## Objetivo:
Reporta, tal como aparecen, todas las líneas de las entradas siguientes que contengan la palabra "cloth". Se distingue entre mayúsculas y minúsculas.

## Entradas de una colección:
———
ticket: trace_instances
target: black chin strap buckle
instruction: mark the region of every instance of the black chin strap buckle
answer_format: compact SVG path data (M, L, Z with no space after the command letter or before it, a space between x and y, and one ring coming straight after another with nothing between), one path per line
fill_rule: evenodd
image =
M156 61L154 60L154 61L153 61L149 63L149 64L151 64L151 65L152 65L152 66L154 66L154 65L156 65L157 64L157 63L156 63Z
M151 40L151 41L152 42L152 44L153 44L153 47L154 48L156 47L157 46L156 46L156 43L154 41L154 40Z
———
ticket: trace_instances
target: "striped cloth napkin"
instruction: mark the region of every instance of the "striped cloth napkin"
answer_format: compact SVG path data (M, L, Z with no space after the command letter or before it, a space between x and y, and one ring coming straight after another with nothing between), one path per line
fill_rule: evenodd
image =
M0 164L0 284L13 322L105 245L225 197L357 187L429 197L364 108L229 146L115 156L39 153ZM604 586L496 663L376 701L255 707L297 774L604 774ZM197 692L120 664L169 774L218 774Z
———
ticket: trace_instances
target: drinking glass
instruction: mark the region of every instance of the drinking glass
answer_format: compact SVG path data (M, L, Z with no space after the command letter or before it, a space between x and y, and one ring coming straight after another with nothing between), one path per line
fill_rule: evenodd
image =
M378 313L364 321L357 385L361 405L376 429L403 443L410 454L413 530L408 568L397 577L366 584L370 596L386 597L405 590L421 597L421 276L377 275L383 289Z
———
## Respuesta:
target: "striped cloth napkin"
instruction: mark the region of every instance of the "striped cloth napkin"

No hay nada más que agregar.